‘Boşluk’tan ‘toz’a, ‘kültür’den ‘uygarlığa’

Ümit Kardaş

23-06-2023 00:04

Ömer Faruk’un ilk denemesi olan 'Yarabıçak – Banka Soymuş Bir Devrimcinin Samimi İtirafları' isimli kitabını ilgiyle ve beğeniyle okumuş, hakkında dört yazı yazmıştım. Daha sonra deneme türünde ufuk açıcı birçok kitap yazan Faruk, tekrar ilk göz ağrısı olan kitabına dönmüş.

Yeni İnsan Yayınevi'nden hacmi oldukça büyümüş bir şekilde âdeta yeni bir yayın gibi çıkmış olan kitabın birçok alt başlığı var. Ana gövdeyi ilk baskıdaki 200 sayfalık metin oluşturuyor. Yeni baskının 600 sayfayı bulduğunu gördüğünüzde kitabın yeniden yazıldığı sonucuna varıyorsunuz.

Nitekim yazar da ilk kitabın yayınlanmasından sonra kitabı tekrar okuduğunda zihnindeki çarpışmanın sonlanmadığını, bitmemişlik duygusunun onu tekrar sahaya sürdüğünü, kitaba tekrar döndüğünü belirtiyor. Soru sordurmayan, ihlale teşvik etmeyen kitap bitmiş demektir, yeri ateştir, yakın gitsin diyerek yazmaktaki amacını açık ediyor.

"Çünkü" başlıklı bölüm diğer bölümlere göre daha kısa olmasına rağmen beni dışına çıkarmıyor. Düşüncenin düşünene hükmetmesiyle düşünenin düşünceye hükmetmesi arasındaki gerilimin yaratıcı karakterine boşluk, toz, imge, gölge temaları üzerinden yaklaşmak hem yaratıcı hem heyecan verici.

Boşluk, doldurulmaya, dolayısıyla özgürlüğe, kalıplaşmış düşüncelerin dışına çıkmaya imkân tanımakta. Budist rahibin sözleri ilham verici: "...boşluk, fani ve maddi olanın gitmesine izin vermek, limitsizliğe, aşkınlığa, özgürlüğe ve aydınlanmaya kucak açmak demektir." (Rebecca Solnit – Kaybolma Klavuzu, aktaran: Ömer Faruk – 'Yarabıçak')

Konfüçyüs, Carl Gustav Jung, Ursula K. Le Guin gibi önemli düşünür ve yazarları etkileyen Çin düşünürü Lao Tzu da toprak bir kabın ya da odanın boşluğunun dışından daha yararlı olduğunu belirtir: "Boşluk, Tao öğretisinde bir potansiyelin varlığına, bir potansiyelin bitmediğine işaret eder. Dolu olanın başka olanağı kalmamıştır." (Doğan Kuban – ‘Lao Tzu: Tao Yolu Öğretisi – aktaran: Faruk- a.g.e.)

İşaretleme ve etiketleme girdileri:
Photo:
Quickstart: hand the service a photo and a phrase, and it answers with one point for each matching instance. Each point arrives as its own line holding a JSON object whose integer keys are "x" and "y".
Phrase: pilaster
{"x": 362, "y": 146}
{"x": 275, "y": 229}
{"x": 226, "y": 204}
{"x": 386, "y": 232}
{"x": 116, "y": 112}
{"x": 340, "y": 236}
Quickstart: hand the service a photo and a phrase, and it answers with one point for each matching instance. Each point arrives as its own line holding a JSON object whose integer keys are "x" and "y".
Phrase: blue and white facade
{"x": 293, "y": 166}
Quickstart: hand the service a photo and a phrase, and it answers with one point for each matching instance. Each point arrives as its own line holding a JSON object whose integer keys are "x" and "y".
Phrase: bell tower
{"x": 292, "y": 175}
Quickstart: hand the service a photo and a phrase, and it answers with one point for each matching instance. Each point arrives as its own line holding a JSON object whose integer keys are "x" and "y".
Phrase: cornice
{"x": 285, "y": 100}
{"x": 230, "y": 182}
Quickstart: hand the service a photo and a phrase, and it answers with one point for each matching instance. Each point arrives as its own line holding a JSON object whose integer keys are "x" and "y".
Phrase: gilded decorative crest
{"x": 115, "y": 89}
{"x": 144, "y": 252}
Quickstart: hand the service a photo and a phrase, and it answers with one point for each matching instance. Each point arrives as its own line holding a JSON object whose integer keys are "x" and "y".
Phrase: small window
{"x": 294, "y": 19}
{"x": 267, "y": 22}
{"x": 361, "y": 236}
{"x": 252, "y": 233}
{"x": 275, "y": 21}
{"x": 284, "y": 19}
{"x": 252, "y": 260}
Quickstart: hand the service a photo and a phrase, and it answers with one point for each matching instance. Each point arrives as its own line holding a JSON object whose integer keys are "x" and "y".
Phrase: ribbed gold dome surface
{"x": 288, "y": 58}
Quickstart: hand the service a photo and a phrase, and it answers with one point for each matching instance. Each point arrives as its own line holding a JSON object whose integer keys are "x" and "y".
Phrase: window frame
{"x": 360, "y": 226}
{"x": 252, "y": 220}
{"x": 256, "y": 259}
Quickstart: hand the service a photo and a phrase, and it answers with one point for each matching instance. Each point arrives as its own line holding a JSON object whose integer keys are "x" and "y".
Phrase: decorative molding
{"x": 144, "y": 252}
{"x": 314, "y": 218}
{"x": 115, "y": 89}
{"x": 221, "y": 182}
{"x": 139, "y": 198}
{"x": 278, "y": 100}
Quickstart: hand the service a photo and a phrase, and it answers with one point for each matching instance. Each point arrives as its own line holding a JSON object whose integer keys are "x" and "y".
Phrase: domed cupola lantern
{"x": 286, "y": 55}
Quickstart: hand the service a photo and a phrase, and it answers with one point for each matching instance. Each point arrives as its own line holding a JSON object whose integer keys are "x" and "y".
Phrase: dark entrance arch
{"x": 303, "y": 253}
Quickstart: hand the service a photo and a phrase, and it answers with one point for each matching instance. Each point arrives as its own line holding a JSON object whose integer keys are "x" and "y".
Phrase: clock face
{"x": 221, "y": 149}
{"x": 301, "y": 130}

# Görevler
**1)** Yarabıçak kitabı üzerine yazılan yazıya göre kitabın yeni baskısı kaç sayfayı buluyor?
**2)** Yarabıçak kitabı üzerine yazılan yazıyı, son cümlesinin ardından sürdürün.

# Yanıtlar
**1)** Yeni baskı 600 sayfayı buluyor.

**2)**
Boşluktan imgeye uzanan süreçte yazarın boşluğa sızan tozun karakterini değişik boyutlarıyla açıkladığını görüyoruz. Toz boşluğun ilk ve tek nesnesi, sınırı olmadığından her tarafa sızma yeteneği var. Yersiz, yurtsuz, yabanıl. Tozlar arasında hiyerarşi yok. Ötekisi yok.

Tozun karakterinin değişme dinamiklerini "kültür" üzerinden değerlendirirken gelinen noktada Terry Eagleton’un kültür tanımı öne çıkıyor: "İnsanın doğal ve toplumsal çevresine egemenliğin ölçüsünü gösteren araçların tümü." Buradan kapı, doğanın adına konuşmak ile doğanın kendi adına konuşması ayrımına açılırken kültür-uygarlık ikilemine varılmakta.

Kültür ve taşıyıcısı olan insan ölümlüyken, doğa insan eliyle kirletilse ya da imha edilse dahi kendini yenileme imkânına sahip. İnsanın bütün varlıkların üstünde doğaya da hükmeden bir tür olarak tanımlanması ise doğayla birlikte başka ötekileştirmelere zemin hazırlamakta.

Faruk, kültürün tarım, tarih, teoloji, siyaset ve sanat eylemliliklerinin içerisinde farklı biçimler alarak "uygar"a ulaştığını, uygarın kendi karşıtını da mahkûm ederek ürettiğini ("ilkel" ya da "barbar") belirtmekte. "Uygarlık" insanın atık=çöp=strasfor, plastik, pil ürettiği, yani doğayı çöplüğe çevirip geri püskürttüğü bir duruma işaret etmekte. Buna bizdeki betonlaşmayı da eklemek gerekir.

İnsanın kurduğu sistemin büyük gelişmeler kaydetmesi diğer canlı türlerinin yok olması pahasına olduğu, hatta insanın kendi doğal ortamını yok ederek kendi imhasına zemin hazırladığı açık.

Adorno, uygarlık tamamlanmış bir bütündür derken, "Bütün yanlıştır," cümlesiyle parçanın önemine dikkat çekiyor. Adorno, kültürün bir üst aşaması olan uygarlığın sorun ve dolayısıyla şiddet biriktirdiğine işaret ederken sonucu gösteriyor: "Uygarlığın temeli olan şiddet, herkesin herkese zulmetmesi demektir." Nietzsche tamamlıyor: "Ne denli çok kan ve zulüm yatıyor, bütün 'iyi şeylerin' altında!" (Faruk – a.g.e.)

İnsan farklı bir tür olduğu, doğaya hükmedebileceği ve doğanın kendisine istediği gibi yararlanabileceği bir araç olarak sunulduğu kodlamasıyla doğayı içindeki canlılarıyla birlikte yok etme noktasına gelmiş durumda.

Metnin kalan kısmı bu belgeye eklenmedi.